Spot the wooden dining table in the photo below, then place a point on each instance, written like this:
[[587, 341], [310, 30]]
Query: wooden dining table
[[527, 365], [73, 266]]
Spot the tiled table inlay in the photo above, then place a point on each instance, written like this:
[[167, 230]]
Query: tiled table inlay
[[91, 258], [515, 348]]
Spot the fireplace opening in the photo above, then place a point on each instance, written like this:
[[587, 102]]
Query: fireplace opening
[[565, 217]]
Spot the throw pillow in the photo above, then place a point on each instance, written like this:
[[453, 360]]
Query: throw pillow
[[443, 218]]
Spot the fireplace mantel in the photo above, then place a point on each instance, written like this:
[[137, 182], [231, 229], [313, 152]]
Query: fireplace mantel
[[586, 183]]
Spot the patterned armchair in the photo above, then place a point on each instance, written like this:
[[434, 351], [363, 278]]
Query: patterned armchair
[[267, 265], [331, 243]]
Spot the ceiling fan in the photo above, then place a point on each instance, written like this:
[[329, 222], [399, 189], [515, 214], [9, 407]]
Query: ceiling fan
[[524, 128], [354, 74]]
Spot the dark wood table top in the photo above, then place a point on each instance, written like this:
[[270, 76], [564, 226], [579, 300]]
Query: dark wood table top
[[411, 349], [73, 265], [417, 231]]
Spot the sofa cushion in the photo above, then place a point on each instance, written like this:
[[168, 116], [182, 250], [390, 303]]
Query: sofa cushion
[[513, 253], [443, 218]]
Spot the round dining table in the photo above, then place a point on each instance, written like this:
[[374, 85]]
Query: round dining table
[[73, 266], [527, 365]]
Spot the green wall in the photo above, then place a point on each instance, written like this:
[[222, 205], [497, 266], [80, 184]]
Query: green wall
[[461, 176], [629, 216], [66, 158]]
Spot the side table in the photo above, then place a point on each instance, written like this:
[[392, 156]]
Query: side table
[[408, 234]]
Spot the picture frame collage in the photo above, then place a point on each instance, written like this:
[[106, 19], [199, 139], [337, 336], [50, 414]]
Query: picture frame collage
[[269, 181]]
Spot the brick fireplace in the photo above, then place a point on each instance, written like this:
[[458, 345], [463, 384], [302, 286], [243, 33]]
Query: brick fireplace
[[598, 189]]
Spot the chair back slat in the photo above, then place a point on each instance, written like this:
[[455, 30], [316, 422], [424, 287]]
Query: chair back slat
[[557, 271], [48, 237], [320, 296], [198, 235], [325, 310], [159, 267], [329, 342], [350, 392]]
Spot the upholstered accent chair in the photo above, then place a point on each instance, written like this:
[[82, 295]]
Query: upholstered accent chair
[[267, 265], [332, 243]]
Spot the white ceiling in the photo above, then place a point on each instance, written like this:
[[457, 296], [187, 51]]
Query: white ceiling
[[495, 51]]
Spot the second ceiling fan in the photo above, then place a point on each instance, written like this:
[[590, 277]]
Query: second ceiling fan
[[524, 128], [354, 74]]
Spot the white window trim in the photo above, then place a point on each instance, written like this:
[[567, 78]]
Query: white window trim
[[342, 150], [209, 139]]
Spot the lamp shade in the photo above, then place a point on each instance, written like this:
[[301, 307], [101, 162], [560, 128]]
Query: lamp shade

• • •

▶ [Aim] Reproduce all of the lines above verbatim, from the first through the last, preserving every character and line break.

▶ [Exercise result]
Spot the wooden dining table in the photo below, then place a point on each instance, written like this:
[[587, 341], [310, 30]]
Query: wooden dining table
[[527, 365], [73, 266]]
Spot the tiled table inlay in the photo above, then place a point on each instance, written like this:
[[167, 230]]
Query: tiled table inlay
[[91, 258], [515, 348]]
Spot the fireplace opening in the photo above, then place a point on each instance, written like this:
[[587, 102]]
Query: fireplace opening
[[565, 217]]
Spot the throw pillow in the photo above, then place a point on each instance, written like this:
[[453, 360]]
Query: throw pillow
[[443, 218]]
Spot the fireplace mantel in the photo above, then place a point on each instance, written like this:
[[137, 182], [231, 229], [313, 152]]
Query: fireplace mantel
[[586, 183]]
Spot the patterned armchair in the photo above, then place a point on each instance, written like this:
[[434, 351], [363, 278]]
Query: patterned armchair
[[267, 265], [331, 243]]
Spot the ceiling fan in the photo above, then place a point on each instance, written like this:
[[329, 222], [399, 189], [515, 214], [9, 407]]
Query: ceiling fan
[[524, 128], [354, 74]]
Spot the dark wood table top in the photo above, then place a point on each instance, written like this:
[[270, 76], [564, 226], [579, 300]]
Query: dark wood table top
[[411, 349], [73, 265], [417, 231]]
Spot the sofa cushion in the photo above, then place a point on each instance, written like this:
[[168, 116], [182, 250], [390, 303]]
Query: sofa cushion
[[513, 253], [443, 218]]
Spot the round dining table in the photo above, then place a point on each instance, written like this:
[[374, 85]]
Query: round dining table
[[73, 266], [527, 365]]
Spot the green wall in the photo above, then place a point on each instance, written like this:
[[222, 205], [497, 266], [80, 184]]
Query: green wall
[[461, 176], [629, 216], [66, 158]]
Spot the side table in the photo above, then place a point on each instance, written like this:
[[392, 156]]
Query: side table
[[408, 234]]
Spot the picture frame collage in the photo above, then place a point on each instance, written like this:
[[106, 19], [199, 139], [337, 336], [50, 414]]
Query: picture frame collage
[[269, 181]]
Spot the brick fireplace in the photo above, then place a point on each instance, written like this:
[[458, 345], [463, 384], [302, 286], [243, 33]]
Query: brick fireplace
[[598, 189]]
Spot the chair back slat in the photo above, then place a point on each instance, written like this:
[[455, 30], [316, 422], [424, 287]]
Query: chair back slat
[[557, 271], [48, 237], [320, 296], [198, 235], [325, 310], [159, 267], [329, 342], [350, 392]]
Spot the upholstered accent chair in the photo above, then place a point on each instance, written like this:
[[82, 295]]
Query: upholstered accent chair
[[267, 265], [332, 243]]
Spot the white ceiling in the photo above, then place a point on each instance, written like this:
[[457, 296], [187, 51]]
Query: white ceiling
[[495, 51]]
Spot the second ceiling fan in the photo above, then place a point on each instance, written like this:
[[590, 277]]
Query: second ceiling fan
[[524, 128], [354, 74]]
Spot the white window trim in the photo above, then place a point on each instance, written like this:
[[567, 78]]
Query: white window trim
[[342, 150], [209, 139]]
Spot the lamp shade in the photo above, then place a point on each instance, written like this:
[[301, 307], [101, 162], [560, 128]]
Query: lamp shade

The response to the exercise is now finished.